## DIRECTION
Put the lines of the items below into a JSON list of strings, one string per line with blank lines left out, covering everything from the line containing "Exercise. Point out the church gable" down to the line containing "point(298, 337)", both included.

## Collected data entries
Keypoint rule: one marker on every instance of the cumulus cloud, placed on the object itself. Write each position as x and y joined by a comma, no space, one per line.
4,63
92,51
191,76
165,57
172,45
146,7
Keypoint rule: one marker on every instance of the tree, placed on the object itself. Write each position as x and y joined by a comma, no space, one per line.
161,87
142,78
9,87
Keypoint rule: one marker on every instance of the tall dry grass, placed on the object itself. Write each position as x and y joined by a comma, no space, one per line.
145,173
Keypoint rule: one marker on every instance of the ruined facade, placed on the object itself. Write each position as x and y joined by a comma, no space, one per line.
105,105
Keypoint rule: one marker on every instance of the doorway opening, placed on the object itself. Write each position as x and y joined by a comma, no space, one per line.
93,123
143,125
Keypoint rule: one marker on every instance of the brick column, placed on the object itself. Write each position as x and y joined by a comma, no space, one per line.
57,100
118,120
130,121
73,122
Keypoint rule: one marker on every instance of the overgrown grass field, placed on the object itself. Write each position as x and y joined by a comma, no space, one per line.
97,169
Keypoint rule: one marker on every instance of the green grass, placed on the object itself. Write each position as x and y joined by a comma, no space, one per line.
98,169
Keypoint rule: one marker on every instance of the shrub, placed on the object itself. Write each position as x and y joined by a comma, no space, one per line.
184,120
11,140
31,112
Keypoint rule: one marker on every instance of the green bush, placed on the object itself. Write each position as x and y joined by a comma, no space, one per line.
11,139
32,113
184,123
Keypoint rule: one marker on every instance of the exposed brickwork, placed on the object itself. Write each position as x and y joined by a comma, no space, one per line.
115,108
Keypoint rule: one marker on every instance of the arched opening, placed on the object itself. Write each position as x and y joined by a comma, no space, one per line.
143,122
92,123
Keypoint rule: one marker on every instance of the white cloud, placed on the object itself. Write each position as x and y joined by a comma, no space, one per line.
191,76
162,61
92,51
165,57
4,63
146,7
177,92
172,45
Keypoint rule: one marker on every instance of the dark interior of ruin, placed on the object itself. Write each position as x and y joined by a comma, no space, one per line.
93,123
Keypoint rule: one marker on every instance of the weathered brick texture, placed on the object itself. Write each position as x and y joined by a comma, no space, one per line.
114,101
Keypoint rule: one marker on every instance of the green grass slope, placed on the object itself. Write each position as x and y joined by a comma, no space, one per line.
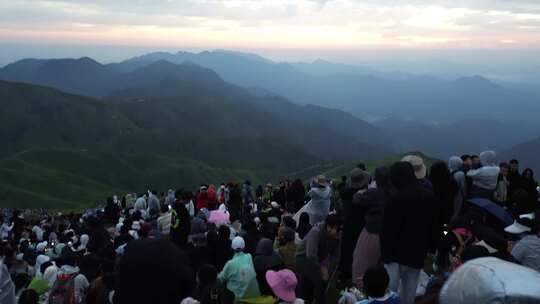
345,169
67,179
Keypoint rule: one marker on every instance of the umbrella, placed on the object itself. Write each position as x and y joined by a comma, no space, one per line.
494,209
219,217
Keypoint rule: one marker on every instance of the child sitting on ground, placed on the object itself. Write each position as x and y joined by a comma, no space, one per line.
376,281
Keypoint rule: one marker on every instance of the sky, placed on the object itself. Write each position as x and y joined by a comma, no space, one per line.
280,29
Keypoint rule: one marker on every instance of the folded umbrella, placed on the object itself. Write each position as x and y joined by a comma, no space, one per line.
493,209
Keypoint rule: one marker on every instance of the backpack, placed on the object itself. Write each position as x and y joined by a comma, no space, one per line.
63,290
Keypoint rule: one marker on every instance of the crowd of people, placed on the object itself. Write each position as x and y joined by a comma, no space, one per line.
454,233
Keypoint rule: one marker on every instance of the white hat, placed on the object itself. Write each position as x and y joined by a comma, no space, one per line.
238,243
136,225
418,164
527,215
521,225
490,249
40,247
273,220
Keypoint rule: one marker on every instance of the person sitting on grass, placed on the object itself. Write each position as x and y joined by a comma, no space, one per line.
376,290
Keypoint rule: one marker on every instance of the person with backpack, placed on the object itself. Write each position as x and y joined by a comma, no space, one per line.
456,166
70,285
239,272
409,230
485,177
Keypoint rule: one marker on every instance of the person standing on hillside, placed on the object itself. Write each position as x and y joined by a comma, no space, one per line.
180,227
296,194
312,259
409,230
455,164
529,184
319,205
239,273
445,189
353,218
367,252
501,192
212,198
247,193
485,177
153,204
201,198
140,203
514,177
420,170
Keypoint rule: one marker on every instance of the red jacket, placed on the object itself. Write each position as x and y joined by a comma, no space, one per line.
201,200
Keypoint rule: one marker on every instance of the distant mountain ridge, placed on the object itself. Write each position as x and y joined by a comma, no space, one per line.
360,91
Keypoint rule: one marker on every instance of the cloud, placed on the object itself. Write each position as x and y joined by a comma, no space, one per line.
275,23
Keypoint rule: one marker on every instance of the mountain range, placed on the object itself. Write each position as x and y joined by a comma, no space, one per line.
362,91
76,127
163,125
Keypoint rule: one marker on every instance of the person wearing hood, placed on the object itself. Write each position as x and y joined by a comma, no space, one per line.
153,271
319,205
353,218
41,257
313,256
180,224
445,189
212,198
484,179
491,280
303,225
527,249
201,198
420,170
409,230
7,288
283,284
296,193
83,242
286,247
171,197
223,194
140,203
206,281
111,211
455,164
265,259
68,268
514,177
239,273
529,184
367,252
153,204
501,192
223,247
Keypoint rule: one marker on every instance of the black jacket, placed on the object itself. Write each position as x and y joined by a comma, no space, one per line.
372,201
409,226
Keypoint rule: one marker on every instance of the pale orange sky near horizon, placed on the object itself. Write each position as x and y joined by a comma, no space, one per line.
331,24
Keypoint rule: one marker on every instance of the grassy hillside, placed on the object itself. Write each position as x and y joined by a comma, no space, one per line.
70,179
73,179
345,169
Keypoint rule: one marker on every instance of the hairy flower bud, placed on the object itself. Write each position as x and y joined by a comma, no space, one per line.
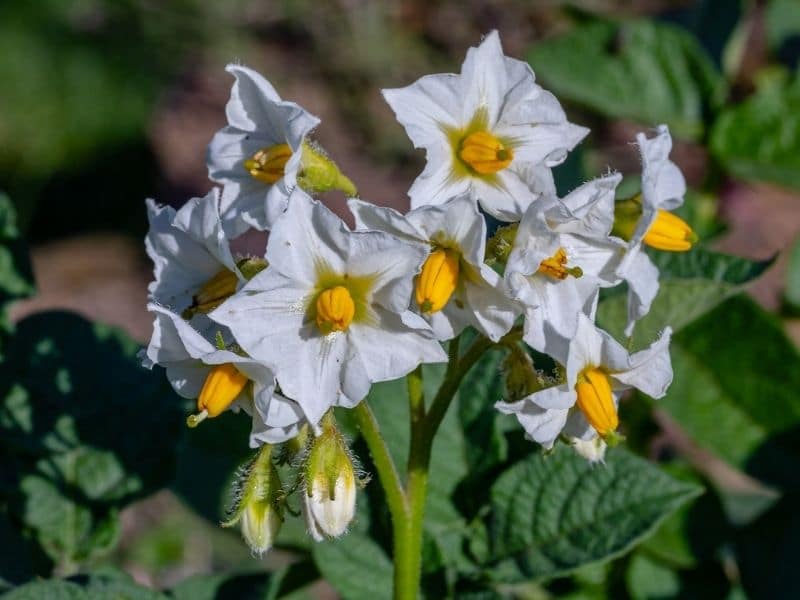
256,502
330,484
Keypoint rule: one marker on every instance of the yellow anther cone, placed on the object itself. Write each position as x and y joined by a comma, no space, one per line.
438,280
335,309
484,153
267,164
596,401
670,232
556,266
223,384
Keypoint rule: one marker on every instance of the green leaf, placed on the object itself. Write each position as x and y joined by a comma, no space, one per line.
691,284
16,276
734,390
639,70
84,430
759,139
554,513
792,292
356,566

...

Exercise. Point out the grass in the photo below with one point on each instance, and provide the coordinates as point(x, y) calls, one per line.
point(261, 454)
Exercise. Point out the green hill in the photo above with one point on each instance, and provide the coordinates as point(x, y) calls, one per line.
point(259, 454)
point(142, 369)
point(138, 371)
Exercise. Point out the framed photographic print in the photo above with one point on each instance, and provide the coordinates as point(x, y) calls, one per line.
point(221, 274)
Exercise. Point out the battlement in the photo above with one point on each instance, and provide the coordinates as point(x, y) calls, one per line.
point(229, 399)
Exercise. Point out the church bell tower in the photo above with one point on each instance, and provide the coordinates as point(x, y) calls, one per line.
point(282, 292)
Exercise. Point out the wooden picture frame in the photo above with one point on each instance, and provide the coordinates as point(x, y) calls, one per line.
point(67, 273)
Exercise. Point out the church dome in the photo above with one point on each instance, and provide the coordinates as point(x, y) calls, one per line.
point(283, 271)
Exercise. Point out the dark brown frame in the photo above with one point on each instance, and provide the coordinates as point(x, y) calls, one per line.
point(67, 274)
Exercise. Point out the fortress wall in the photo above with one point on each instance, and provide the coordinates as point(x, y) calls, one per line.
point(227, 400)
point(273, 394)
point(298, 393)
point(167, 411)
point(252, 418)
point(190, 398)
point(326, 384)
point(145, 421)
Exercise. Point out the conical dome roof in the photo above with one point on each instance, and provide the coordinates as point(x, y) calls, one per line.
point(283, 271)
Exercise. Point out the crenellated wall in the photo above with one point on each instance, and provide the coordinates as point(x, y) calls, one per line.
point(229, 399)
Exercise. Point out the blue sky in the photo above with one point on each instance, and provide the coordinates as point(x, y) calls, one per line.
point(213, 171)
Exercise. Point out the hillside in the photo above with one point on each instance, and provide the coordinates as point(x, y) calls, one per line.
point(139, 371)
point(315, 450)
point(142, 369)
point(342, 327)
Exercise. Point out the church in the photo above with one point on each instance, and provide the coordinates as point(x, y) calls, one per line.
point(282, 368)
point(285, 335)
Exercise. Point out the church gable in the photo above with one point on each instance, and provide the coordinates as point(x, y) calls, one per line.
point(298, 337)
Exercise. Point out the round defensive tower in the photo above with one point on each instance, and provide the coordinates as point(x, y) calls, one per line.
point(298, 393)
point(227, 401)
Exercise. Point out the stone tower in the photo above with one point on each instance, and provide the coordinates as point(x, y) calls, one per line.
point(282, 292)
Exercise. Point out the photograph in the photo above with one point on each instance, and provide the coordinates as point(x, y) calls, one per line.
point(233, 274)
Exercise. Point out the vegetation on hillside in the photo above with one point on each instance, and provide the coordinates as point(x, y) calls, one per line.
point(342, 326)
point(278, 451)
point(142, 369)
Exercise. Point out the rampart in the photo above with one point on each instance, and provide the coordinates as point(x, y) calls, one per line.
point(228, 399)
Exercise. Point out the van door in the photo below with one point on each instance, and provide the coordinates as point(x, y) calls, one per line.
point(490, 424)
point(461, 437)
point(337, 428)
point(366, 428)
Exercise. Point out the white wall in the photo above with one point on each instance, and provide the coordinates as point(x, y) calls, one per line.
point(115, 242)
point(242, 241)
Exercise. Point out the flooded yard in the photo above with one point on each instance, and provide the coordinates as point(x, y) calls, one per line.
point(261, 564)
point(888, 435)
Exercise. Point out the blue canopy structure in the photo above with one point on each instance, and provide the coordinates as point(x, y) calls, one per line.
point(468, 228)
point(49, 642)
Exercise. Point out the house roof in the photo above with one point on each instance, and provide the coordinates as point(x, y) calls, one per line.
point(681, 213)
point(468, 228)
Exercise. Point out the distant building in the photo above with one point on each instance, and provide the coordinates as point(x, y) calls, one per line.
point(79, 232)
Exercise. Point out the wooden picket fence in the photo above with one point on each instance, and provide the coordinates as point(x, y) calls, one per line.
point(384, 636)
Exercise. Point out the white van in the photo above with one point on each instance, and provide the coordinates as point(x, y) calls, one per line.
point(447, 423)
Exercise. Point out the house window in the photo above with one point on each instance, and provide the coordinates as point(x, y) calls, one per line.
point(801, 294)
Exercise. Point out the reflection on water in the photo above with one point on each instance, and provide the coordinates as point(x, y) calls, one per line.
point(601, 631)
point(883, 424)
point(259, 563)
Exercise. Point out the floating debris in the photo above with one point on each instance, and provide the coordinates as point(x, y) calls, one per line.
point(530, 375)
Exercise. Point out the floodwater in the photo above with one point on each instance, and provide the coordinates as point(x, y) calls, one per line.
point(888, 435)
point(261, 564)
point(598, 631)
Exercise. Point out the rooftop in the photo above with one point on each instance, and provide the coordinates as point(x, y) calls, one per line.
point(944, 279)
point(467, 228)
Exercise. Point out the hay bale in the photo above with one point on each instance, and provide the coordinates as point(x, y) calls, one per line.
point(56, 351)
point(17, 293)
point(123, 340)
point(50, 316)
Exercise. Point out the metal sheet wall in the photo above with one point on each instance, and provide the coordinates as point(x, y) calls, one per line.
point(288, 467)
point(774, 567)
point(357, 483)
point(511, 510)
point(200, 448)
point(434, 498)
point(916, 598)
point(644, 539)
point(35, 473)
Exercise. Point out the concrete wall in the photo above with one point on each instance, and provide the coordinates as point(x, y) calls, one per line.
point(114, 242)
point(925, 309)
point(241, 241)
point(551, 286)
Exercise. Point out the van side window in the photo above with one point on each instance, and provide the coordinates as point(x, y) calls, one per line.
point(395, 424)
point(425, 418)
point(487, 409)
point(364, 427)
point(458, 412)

## REPLY TO THE EXERCISE
[
  "Exercise. Point out the church gable in the photo above with one point on each instance, and provide the coordinates as point(x, y) calls, one per line.",
  "point(298, 337)"
]